EXERCISE TASK: Show each line of the entries below that contains the string "white", matching its case.

SUPPLIED DATA:
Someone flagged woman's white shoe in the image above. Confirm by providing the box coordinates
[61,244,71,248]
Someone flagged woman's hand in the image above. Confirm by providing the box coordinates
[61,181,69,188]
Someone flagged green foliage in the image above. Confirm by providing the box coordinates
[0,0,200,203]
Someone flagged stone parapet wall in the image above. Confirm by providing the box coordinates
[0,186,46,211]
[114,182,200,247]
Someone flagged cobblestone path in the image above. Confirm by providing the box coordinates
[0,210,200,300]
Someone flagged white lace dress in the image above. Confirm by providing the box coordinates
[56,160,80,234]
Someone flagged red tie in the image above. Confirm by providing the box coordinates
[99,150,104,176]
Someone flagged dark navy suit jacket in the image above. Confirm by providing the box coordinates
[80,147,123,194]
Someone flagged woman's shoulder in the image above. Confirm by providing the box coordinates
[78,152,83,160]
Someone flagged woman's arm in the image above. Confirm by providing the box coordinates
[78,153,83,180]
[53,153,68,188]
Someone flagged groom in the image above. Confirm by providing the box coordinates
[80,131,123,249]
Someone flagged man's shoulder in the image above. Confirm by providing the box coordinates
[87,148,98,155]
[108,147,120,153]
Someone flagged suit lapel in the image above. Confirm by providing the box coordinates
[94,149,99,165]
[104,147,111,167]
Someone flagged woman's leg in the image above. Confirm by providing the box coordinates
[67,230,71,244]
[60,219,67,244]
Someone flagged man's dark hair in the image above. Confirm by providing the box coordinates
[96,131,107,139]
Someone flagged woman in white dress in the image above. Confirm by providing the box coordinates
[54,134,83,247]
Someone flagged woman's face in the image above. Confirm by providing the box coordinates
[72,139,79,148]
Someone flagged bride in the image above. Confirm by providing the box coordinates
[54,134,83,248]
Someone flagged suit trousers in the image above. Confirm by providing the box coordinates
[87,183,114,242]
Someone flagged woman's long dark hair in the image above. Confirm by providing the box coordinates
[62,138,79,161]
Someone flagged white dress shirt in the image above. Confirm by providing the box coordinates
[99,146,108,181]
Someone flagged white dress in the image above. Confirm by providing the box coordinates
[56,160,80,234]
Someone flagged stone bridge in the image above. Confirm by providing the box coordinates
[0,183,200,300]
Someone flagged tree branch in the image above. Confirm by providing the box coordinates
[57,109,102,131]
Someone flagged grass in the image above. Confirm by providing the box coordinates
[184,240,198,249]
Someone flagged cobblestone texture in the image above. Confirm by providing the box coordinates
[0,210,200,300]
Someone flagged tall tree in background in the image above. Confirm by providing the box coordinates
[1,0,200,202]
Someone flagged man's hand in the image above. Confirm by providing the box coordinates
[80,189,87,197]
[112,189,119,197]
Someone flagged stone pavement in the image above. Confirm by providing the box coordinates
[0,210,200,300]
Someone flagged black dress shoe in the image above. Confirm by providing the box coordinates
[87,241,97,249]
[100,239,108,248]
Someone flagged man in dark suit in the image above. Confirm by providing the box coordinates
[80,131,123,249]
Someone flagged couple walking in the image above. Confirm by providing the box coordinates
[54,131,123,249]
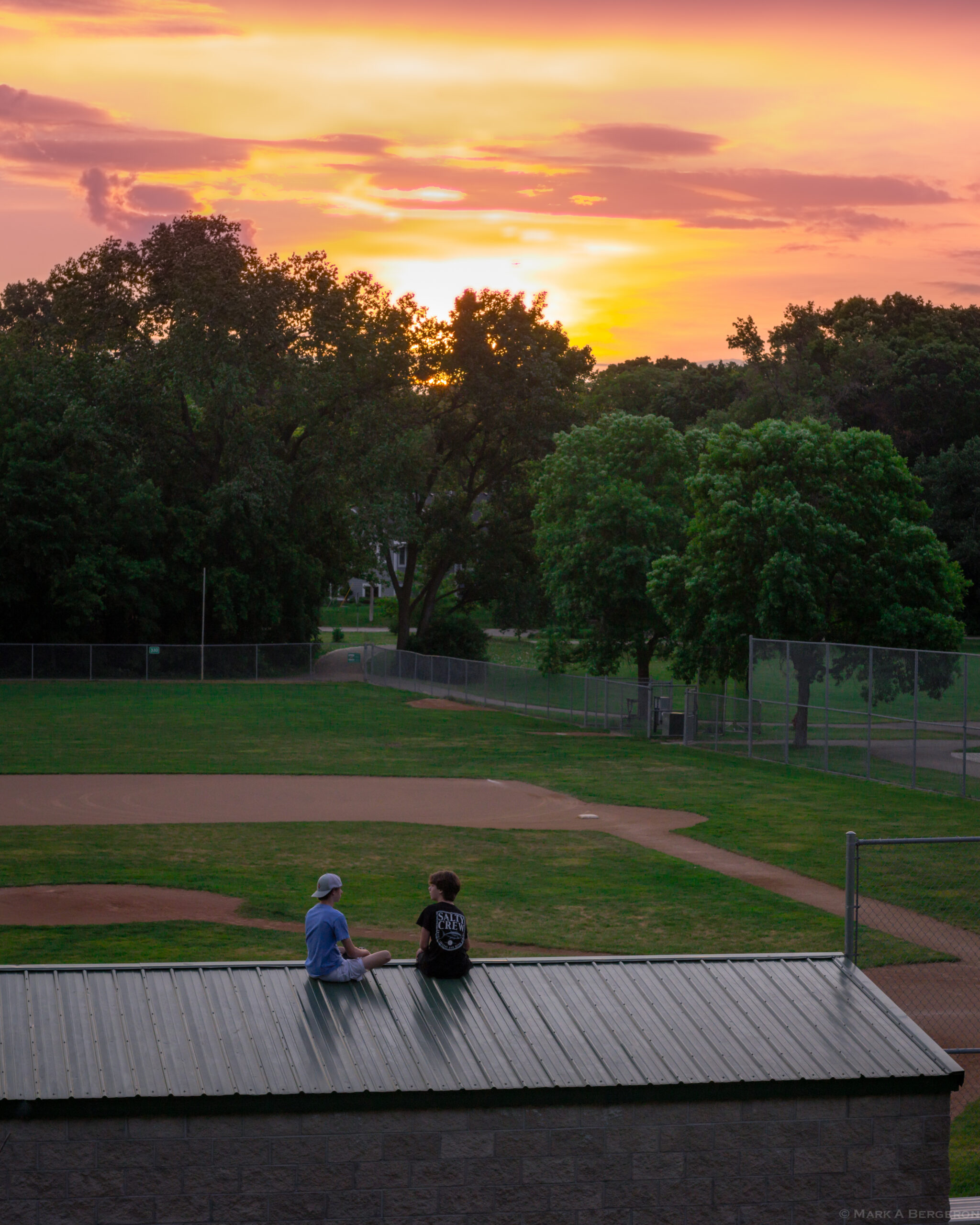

FULL SOLUTION:
Someone flagged woman's white shoe in the image above. Confirm by providing the box coordinates
Someone flagged white lace dress in the image above. Confirm by providing the box coordinates
Someone flagged woman in white dress in the image above. Confirm by providing the box coordinates
Someone flagged white dress shirt in the image above. Confirm by providing the box coordinates
Someone flagged white dress in the image above. Confirm by providing the box coordinates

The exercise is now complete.